### What you will do
Extract the complete data exactly as given.

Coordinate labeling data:
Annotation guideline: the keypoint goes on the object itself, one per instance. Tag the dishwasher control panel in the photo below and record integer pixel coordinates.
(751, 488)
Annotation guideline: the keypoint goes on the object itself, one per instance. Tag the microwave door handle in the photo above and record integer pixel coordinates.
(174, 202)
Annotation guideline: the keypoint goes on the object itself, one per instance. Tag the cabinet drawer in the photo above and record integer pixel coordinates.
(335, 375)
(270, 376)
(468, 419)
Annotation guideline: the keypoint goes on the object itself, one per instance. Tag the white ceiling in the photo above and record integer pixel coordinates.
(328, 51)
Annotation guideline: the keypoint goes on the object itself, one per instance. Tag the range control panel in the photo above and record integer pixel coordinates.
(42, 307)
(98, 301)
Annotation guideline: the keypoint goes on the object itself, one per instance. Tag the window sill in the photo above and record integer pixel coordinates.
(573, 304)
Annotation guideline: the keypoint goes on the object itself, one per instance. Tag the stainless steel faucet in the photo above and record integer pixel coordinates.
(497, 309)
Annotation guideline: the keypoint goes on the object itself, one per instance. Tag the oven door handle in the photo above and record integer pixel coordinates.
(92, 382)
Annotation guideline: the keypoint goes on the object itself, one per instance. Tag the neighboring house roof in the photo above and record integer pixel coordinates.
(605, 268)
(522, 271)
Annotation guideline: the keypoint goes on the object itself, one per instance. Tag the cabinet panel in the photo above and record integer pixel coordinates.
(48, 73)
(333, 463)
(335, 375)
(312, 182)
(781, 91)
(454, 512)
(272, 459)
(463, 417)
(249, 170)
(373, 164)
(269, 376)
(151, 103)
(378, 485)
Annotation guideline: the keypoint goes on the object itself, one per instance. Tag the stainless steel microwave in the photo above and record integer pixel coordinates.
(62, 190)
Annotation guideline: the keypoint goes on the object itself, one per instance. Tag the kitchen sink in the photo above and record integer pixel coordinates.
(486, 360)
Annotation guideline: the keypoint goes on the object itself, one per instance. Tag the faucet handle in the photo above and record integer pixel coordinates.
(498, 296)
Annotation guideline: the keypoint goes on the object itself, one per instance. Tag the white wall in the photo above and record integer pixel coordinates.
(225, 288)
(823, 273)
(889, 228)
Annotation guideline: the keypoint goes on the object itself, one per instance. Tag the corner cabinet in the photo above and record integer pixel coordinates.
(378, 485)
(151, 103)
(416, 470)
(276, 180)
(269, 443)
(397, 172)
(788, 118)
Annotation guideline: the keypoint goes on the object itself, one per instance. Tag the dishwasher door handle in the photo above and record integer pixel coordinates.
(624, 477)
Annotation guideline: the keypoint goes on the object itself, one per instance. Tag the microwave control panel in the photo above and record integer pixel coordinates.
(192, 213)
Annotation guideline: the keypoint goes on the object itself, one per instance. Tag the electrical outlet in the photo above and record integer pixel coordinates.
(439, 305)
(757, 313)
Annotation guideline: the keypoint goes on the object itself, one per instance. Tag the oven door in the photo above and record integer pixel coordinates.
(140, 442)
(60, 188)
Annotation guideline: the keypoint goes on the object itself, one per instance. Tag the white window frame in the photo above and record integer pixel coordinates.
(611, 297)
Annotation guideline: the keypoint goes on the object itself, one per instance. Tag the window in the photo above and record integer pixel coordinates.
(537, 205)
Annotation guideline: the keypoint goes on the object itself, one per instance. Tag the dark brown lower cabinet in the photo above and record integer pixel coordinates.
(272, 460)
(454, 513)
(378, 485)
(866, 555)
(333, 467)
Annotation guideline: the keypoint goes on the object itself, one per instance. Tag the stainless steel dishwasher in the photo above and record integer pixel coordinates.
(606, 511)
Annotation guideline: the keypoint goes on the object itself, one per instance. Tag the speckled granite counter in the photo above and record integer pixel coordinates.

### The reply
Annotation guideline: the keypoint goes on the object itself, one per instance. Tag the dishwasher control panel in the photo below and record integer pixel coordinates.
(751, 488)
Annotation guideline: the keypoint goes on the object itself, one per instance. Tag the microwave door handle in the photo above and record integer pixel coordinates.
(174, 202)
Annotation guideline: the keypoint goes on the object itself, one per instance. Tag the cabinet drawer in the photo above and record integer pixel coordinates.
(335, 375)
(270, 376)
(468, 419)
Annotation guideline: the keypoint goes on the object itself, one per instance. Tag the white ceiling in the photo above and record integer pixel coordinates.
(328, 51)
Annotation guideline: the keypoint goes on the object itself, one per instance. Tag the range control panel in the photo above and record integer pixel coordinates.
(42, 307)
(98, 301)
Annotation guideline: the keypoint goes on the object itself, one per instance. Tag the window sill in the photo above and record integer pixel coordinates.
(573, 304)
Annotation guideline: the keypoint goes on the object itself, one per instance. Tag the stainless steel faucet in the photo above and record integer pixel coordinates.
(497, 309)
Annotation guideline: the keypoint goes on the object itself, one per instance. Tag the oven door handle in the photo above and record integer pixel coordinates.
(92, 382)
Annotation guideline: the keypoint goes on the object itself, one per instance. Tag the neighboring house roof in the photo above and record integer pixel coordinates.
(605, 268)
(522, 271)
Annotation guideline: the keypoint goes on the object itself, one per instance. Tag the cabinet panel in the photo above and record integer pixel coordinates.
(48, 73)
(333, 463)
(335, 375)
(312, 182)
(781, 91)
(454, 512)
(272, 459)
(463, 417)
(249, 170)
(373, 164)
(269, 376)
(151, 103)
(378, 485)
Annotation guideline: the keypoint goes on the object itself, one per instance. Tag the stainless steel microwave in the photo above and record integer pixel coordinates.
(62, 190)
Annotation guideline: the keypoint goes on the object itself, one per instance. Tag the kitchen sink in the photo above and record integer pixel coordinates.
(486, 360)
Annotation guideline: the keypoint goes on the object itself, one per instance. Tag the faucet handle in the photo above and record integer pixel coordinates.
(498, 296)
Annotation guideline: the keypoint goes on the object itself, one per instance. Tag the white wall in the photo above and record integer pixel coordinates.
(225, 288)
(823, 273)
(889, 228)
Annotation guideline: the keypoint goes on the object itself, one per instance. Tag the corner cabinet in the photo above and record integer pixel coordinates.
(378, 485)
(151, 103)
(416, 470)
(276, 180)
(269, 443)
(397, 172)
(788, 118)
Annotation guideline: the keypoint goes on the object itself, one per instance. Tag the dishwasher door handle in the photo above and record integer pixel coordinates.
(624, 477)
Annotation guideline: the keypoint goes on the object itself, one per instance. Tag the microwave control panel in the photo above and record integer pixel coordinates.
(192, 213)
Annotation guideline: the keypoint goes on the object itself, one per instance. Tag the electrical outlet in the photo above and record integer pixel coordinates.
(439, 305)
(757, 313)
Annotation guideline: the keypoint goes on the object itself, one per instance. Tag the oven door in the photo above and record integer pixel coordinates.
(140, 442)
(60, 188)
Annotation guideline: the keypoint goes on the object itself, one per instance. Tag the white window frame in the photo above and record integer pixel coordinates.
(611, 297)
Annotation guideline: the keypoint goes on the object itself, one per instance. Tag the window in the photo above and record integer pixel coordinates.
(537, 205)
Annotation guideline: the keypoint goes on the object itself, one per instance. Tag the dark brown lower cabinet in the photo above and record integer pixel coordinates.
(272, 460)
(454, 513)
(378, 485)
(866, 555)
(333, 467)
Annotation guideline: the keypoint goes on the object itself, one per instance. Tag the stainless steel dishwasher in the photo above and record integer pixel coordinates.
(606, 511)
Annotation guideline: the keypoint goes on the object itself, one per instance. Tag the speckled granite counter in the photo above and record integer pixel coordinates.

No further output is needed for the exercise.